REQUIREMENTS> Copy the entries from the line holding "drop a dot on every instance of the twig" through the last line of the entries, inclusive, with the requests unchanged and every coordinate in the answers offset by -114.

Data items
◇ ◇ ◇ ◇
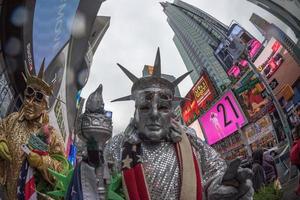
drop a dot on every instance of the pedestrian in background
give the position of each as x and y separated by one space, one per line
295 153
259 176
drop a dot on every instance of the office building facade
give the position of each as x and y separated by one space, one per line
197 35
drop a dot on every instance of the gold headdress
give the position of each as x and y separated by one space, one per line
37 81
154 81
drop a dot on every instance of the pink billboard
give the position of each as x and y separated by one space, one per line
222 119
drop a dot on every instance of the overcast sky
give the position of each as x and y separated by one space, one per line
137 28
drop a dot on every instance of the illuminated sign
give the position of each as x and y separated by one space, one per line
196 126
200 97
201 90
150 69
237 69
222 119
51 29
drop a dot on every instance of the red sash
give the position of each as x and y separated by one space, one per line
134 182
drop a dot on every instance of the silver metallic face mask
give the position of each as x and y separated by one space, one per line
153 114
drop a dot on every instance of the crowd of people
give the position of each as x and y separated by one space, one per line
264 166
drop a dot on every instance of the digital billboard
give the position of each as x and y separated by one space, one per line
271 58
51 29
199 98
222 119
236 70
196 126
250 94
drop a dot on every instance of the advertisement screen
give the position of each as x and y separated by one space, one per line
196 126
200 97
271 59
259 129
256 105
236 70
52 25
224 118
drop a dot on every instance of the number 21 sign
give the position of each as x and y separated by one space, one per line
222 119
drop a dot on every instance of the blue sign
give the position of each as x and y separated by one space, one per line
52 23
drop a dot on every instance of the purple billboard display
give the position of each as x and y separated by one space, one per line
223 119
234 69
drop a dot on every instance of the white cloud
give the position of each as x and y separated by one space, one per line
137 28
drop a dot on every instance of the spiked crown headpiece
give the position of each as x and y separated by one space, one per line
37 81
153 81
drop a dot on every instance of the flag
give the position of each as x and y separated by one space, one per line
26 189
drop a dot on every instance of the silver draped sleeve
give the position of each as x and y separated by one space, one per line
211 163
113 152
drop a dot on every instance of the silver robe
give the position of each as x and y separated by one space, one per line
161 166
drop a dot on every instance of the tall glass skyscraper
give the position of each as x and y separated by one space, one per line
197 35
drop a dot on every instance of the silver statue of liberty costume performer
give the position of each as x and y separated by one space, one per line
162 159
94 128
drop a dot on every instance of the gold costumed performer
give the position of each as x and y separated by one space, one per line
27 137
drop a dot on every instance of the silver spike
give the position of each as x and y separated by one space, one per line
126 98
27 73
157 66
179 79
41 72
132 77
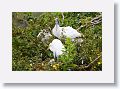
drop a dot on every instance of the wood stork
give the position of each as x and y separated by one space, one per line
56 47
64 31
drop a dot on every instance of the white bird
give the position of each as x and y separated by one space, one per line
64 31
56 47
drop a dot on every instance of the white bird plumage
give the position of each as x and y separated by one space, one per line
64 31
56 47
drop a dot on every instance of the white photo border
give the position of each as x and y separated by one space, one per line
104 76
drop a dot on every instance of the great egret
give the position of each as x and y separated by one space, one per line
44 35
56 47
65 31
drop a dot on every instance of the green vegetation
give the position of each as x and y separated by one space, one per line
30 53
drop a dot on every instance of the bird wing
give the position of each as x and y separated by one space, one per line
70 32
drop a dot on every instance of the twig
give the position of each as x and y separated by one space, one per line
93 61
93 22
96 59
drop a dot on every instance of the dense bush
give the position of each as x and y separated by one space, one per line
32 54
◇ ◇ ◇ ◇
FINISHED ANSWER>
drop a dot on every instance of the twig
give the position of each as x and y separated by one space, one per line
-21 -53
-21 -92
-18 -55
drop a dot on every instance of the dense bush
give the position of each as x and y separated by one space, one per line
-82 -60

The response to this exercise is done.